[Pointing records]
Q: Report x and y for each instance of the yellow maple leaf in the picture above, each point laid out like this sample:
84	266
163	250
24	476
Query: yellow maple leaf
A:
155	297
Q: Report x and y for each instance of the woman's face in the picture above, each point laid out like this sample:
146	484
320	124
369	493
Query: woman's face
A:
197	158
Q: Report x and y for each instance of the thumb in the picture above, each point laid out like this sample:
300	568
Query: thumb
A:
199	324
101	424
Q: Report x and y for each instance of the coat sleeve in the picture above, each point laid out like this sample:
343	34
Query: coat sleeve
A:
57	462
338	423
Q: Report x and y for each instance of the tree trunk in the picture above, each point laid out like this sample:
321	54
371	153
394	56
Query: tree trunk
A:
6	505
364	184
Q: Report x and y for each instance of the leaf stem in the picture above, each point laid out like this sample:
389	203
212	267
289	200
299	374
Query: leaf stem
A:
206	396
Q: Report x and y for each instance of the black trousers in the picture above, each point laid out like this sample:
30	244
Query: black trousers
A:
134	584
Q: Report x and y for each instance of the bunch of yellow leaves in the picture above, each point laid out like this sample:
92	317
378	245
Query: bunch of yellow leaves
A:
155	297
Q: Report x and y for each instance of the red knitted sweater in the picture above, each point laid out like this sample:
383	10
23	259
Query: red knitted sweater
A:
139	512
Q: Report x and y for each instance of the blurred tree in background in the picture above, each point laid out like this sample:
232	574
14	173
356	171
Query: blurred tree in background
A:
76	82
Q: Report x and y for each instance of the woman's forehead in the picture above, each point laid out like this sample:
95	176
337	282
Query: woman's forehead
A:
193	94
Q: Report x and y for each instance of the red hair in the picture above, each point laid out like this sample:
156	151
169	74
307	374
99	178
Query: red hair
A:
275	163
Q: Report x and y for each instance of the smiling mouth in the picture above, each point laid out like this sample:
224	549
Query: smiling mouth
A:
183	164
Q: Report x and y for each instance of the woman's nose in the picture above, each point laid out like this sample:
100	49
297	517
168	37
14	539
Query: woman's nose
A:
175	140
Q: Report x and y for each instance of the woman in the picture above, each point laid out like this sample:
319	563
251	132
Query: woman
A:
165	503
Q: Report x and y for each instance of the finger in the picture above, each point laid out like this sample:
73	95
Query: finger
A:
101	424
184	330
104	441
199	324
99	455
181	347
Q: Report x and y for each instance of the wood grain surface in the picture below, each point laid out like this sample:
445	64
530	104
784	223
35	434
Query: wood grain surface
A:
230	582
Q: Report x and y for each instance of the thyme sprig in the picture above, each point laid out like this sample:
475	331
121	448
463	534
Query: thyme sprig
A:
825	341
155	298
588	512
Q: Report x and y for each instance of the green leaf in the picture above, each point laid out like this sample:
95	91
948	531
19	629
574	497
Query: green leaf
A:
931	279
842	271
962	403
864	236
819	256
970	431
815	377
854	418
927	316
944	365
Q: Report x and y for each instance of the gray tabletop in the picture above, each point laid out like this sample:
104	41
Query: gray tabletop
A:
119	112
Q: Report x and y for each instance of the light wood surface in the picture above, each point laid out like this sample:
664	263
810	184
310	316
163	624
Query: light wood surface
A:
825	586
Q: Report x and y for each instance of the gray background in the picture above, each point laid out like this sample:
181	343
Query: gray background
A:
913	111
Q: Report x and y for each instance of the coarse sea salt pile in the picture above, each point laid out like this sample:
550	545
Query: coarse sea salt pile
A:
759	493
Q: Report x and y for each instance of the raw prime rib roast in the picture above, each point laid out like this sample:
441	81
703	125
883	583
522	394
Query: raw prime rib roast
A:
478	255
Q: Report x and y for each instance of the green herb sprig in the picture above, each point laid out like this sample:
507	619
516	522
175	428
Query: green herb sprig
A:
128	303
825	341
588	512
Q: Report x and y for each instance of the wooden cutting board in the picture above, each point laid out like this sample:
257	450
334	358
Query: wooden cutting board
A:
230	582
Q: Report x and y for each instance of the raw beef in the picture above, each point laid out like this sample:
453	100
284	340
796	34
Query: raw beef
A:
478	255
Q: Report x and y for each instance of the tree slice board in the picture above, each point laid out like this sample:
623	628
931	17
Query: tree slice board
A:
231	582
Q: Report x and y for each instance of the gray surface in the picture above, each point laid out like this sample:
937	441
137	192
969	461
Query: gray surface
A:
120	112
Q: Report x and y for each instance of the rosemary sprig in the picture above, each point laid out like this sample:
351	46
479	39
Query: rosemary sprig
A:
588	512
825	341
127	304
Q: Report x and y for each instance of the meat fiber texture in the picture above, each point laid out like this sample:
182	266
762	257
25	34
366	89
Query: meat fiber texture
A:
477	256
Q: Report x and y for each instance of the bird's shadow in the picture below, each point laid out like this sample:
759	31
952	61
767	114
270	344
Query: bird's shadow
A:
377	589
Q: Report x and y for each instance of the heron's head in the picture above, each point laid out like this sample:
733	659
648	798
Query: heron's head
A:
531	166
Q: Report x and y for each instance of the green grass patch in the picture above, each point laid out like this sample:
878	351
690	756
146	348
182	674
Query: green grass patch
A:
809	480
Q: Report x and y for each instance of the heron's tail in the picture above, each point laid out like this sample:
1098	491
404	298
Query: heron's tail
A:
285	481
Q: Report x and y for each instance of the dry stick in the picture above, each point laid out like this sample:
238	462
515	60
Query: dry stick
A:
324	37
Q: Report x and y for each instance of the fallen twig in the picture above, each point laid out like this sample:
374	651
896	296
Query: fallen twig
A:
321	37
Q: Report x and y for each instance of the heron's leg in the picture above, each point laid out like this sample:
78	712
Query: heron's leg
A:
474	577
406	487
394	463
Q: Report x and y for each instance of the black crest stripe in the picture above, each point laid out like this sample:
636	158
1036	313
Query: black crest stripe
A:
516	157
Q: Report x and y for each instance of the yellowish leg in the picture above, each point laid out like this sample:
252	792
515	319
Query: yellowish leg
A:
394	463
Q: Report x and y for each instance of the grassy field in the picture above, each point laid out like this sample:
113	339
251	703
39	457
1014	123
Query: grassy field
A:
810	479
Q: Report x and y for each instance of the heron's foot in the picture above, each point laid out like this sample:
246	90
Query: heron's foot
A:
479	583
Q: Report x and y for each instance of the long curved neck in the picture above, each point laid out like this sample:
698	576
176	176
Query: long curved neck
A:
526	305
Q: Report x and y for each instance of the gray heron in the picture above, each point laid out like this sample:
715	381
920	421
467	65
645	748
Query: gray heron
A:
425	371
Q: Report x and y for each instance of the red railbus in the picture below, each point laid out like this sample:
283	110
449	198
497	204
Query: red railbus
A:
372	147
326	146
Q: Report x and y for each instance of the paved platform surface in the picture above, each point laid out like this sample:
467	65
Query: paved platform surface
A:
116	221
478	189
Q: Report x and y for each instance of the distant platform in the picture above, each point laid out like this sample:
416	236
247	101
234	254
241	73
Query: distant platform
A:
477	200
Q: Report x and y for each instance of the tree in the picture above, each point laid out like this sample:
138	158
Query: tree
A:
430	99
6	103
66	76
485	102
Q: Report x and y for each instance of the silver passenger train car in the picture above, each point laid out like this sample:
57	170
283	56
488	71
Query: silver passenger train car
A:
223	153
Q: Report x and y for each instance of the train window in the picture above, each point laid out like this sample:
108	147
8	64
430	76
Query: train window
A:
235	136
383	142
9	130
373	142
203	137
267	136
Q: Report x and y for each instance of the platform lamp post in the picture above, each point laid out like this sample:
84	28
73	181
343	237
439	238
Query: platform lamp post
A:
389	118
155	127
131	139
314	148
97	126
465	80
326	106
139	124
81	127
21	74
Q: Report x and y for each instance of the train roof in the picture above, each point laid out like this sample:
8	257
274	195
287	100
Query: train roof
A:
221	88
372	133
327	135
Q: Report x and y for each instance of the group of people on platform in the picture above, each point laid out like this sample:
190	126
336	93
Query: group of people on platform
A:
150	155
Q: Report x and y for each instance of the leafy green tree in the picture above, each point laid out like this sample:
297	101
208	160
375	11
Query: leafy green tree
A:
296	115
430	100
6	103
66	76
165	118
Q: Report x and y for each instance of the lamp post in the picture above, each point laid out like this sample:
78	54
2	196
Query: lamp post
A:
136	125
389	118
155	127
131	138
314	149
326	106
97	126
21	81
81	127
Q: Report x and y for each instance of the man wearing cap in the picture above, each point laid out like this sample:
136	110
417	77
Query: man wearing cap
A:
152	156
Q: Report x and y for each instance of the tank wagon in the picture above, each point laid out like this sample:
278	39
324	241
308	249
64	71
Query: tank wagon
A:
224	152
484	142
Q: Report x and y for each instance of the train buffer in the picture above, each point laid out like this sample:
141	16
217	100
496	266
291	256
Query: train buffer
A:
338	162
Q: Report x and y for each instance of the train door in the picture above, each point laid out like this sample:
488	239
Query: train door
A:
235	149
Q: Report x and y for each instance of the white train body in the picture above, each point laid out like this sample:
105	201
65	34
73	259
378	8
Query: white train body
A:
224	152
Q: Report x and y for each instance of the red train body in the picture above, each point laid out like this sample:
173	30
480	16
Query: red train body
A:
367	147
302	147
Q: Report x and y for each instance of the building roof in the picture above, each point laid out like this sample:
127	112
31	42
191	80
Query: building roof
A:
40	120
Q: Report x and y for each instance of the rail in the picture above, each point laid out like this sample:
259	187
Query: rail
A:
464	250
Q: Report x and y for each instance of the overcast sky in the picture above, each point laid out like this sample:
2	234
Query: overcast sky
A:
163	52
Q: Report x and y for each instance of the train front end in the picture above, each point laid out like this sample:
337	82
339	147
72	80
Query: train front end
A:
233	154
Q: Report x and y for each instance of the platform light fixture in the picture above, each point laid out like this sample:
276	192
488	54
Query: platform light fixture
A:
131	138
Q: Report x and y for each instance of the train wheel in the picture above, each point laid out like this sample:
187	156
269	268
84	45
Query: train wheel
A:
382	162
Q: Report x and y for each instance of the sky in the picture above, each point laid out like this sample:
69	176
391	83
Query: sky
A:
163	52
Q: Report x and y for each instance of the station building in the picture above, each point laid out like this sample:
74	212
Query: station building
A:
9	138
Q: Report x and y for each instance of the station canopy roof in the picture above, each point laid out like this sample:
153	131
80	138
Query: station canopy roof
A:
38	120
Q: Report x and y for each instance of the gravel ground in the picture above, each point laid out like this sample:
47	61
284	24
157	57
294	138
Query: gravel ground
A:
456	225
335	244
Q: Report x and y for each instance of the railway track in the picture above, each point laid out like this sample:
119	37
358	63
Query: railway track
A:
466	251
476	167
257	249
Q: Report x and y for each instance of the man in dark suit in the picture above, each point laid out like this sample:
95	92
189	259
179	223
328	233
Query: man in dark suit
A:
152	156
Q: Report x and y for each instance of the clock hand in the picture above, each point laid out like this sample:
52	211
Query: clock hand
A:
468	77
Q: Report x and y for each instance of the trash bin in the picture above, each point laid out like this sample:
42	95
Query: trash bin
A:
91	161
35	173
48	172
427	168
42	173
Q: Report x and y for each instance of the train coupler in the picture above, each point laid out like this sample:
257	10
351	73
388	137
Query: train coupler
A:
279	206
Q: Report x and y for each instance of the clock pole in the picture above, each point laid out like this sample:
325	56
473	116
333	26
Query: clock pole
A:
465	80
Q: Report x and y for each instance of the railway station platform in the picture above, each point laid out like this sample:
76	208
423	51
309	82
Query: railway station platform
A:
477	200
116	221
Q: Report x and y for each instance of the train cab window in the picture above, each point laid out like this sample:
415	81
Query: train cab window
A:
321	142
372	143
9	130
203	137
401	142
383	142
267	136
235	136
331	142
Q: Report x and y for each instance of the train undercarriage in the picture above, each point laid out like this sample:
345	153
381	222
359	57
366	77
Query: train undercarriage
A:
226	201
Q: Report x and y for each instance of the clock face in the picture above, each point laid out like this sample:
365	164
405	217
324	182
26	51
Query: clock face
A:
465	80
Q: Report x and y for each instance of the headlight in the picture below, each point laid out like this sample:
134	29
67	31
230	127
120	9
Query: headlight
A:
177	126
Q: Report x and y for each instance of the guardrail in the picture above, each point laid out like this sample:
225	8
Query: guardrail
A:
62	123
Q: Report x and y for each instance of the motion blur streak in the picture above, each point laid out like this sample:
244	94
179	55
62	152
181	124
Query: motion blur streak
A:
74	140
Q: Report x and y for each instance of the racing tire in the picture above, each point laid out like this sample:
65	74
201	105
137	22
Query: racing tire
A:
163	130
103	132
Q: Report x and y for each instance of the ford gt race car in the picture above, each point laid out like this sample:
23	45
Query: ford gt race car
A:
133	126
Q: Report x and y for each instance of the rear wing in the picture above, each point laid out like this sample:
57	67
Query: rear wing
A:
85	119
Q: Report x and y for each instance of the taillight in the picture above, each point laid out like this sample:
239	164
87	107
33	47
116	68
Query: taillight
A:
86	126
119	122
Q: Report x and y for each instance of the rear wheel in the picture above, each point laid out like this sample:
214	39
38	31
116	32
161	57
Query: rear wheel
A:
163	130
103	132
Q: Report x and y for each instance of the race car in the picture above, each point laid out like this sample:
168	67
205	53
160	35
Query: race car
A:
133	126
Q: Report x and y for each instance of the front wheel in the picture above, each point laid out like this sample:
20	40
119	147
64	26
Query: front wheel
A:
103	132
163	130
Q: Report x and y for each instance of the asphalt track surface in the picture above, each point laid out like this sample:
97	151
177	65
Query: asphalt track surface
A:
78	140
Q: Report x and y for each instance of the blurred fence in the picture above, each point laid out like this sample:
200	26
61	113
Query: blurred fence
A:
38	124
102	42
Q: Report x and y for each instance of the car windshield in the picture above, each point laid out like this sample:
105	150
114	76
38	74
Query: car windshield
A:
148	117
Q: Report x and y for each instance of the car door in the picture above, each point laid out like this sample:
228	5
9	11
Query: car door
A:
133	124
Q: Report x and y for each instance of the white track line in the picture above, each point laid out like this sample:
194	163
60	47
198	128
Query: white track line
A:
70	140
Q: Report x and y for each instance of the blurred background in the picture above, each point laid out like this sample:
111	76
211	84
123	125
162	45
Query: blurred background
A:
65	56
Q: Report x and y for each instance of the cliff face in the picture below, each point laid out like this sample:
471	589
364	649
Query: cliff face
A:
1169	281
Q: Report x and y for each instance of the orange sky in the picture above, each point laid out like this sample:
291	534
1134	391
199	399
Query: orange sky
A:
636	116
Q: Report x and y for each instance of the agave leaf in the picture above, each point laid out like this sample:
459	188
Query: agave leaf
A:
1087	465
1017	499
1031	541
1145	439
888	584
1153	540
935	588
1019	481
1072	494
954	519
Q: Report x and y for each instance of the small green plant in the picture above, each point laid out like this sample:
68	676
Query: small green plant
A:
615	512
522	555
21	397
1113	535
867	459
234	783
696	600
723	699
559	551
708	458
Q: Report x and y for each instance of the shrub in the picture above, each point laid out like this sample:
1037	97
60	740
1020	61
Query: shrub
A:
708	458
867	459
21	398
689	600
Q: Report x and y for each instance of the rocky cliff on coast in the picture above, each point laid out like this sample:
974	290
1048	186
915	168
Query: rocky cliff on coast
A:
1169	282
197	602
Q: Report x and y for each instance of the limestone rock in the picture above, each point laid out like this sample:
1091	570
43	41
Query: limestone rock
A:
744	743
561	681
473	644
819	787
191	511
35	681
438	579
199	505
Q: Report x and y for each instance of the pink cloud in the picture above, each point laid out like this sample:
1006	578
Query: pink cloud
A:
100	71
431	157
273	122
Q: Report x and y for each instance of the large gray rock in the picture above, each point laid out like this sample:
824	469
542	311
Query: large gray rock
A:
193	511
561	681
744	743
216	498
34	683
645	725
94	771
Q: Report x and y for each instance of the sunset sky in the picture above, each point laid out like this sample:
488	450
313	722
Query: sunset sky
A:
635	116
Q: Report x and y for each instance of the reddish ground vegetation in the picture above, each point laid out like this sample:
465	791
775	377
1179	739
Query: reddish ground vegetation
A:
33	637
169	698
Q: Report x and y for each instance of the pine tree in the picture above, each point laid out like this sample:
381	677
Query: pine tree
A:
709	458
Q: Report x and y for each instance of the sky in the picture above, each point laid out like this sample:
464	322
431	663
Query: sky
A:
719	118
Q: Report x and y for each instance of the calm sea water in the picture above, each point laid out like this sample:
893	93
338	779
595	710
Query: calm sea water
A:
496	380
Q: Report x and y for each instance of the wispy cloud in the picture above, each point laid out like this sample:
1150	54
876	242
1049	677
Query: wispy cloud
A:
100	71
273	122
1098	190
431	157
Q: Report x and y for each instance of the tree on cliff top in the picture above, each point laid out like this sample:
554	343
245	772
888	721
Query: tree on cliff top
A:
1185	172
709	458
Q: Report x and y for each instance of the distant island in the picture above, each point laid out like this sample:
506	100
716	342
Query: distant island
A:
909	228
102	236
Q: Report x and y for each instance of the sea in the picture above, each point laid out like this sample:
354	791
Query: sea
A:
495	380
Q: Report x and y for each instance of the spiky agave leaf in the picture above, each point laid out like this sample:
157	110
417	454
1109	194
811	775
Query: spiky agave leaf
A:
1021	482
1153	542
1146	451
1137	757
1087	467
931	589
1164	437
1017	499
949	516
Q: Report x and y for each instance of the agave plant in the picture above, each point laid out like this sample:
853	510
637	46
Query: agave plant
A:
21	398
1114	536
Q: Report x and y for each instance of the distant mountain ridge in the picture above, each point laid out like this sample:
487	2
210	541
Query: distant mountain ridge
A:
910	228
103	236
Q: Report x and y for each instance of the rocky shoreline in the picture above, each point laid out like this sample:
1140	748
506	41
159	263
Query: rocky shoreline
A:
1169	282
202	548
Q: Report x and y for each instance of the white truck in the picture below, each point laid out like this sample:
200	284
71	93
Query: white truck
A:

[What is needed]: Reproduce exactly the lines from the one with "the agave plant" through the end of the entries above, both ends included.

[The response]:
Q: Report x and y for each instance of the agave plant in the picture above, each point laid out like this sample:
853	510
637	46
Query: agave plant
A:
21	398
1114	536
Q: Report x and y for each instance of the distant mountain ridge in the picture above, each point laid out like this sample:
487	2
210	541
Query: distant mountain ridge
A:
910	228
103	236
Q: Report x and y for each instance of the rocky shoreline in the picture above, each point laid out like this sample:
1140	748
506	41
159	263
Query: rocky shoreline
A:
1169	282
202	548
Q: Report x and y for each instance of the white truck in the picture below, each point laid out like this sample:
200	284
71	93
Query: white truck
A:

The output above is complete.